Donde Sade plantea un laboratorio del deseo y del poder, Bataille ofrece un marco para entenderlo: el exceso como aquello que no puede domesticarse. El sadismo, entonces, puede leerse menos como patología y más como la forma extrema de ese gasto: un ritual en el que el dolor y el placer se confunden porque ambos pertenecen al mismo orden de lo improductivo. Los libertinos de Los 120 días no buscan placer útil ni placer estable, sino la experiencia misma de lo que se consume y se agota.
Bataille como amplificador de la lectura sadiana: la violencia ya no es simplemente destrucción, sino un sacrificio sin altar, una ofrenda sin dios, un derroche que desarma a la moral utilitaria. El acto violento, en su pureza, no persigue ningún propósito. Lo humano no siempre se ordena bajo la economía, la eficiencia o la producción, sino también bajo la pérdida, la ruina y la exuberancia.
En este punto, Sade y Bataille parecen dialogar: uno se recrea en los excesos como catálogo de lo indecible; el otro los piensa como manifestación inevitable de una energía que no puede contenerse. Ambos nos muestran que la violencia no es solo transgresión, sino también un espejo de la vida misma, que se derrocha en cada instante sin razón aparente, que se escapa de cualquier cálculo, como si lo inútil fuese la única verdad de la existencia.
GTA es similar a ese teatro, pero con joysticsk, botoncitos y árboles de cuatro vistas. Un escenario abierto donde el jugador se convierte en director de una obra improvisada. La ley existe, pero solo como un obstáculo narrativo: un sistema de reglas diseñado para romperse. La ciudad vive, simuladamente vive; los peatones cumplen rutinas, los policías responden como máquinas de reacción, los semáforos funcionan con una precisión improbable, quizás envidiable, en el mundo real. Y sobre esa cuadrícula, cada gesto del jugador —un atropello, un asalto, una fuga—, se convierte en una escena dentro de una dramaturgia donde el protagonista encarna el deseo sin consecuencias.

DATOS REGISTRADOS ::
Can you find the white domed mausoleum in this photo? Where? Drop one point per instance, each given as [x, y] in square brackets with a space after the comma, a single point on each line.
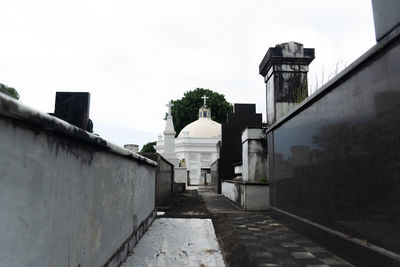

TAREAS PROPUESTAS ::
A - Imprime todo el fragmento sobre Sade y Bataille desde "Donde Sade plantea" hasta "y se agota.", ambos incluidos.
B - Responde estas preguntas a partir del fragmento sobre Sade y Bataille:
(i) ¿Qué marco ofrece Bataille para entender el laboratorio de Sade?
(ii) ¿Qué tipo de placer no buscan los libertinos de Los 120 días?
(iii) ¿Cómo responden los policías en GTA?

SOLUCIONES ::
A -
Donde Sade plantea un laboratorio del deseo y del poder, Bataille ofrece un marco para entenderlo: el exceso como aquello que no puede domesticarse. El sadismo, entonces, puede leerse menos como patología y más como la forma extrema de ese gasto: un ritual en el que el dolor y el placer se confunden porque ambos pertenecen al mismo orden de lo improductivo. Los libertinos de Los 120 días no buscan placer útil ni placer estable, sino la experiencia misma de lo que se consume y se agota.

B -
(i) Bataille ofrece como marco el exceso, entendido como aquello que no puede domesticarse.
(ii) Los libertinos no buscan placer útil ni placer estable.
(iii) Los policías responden como máquinas de reacción.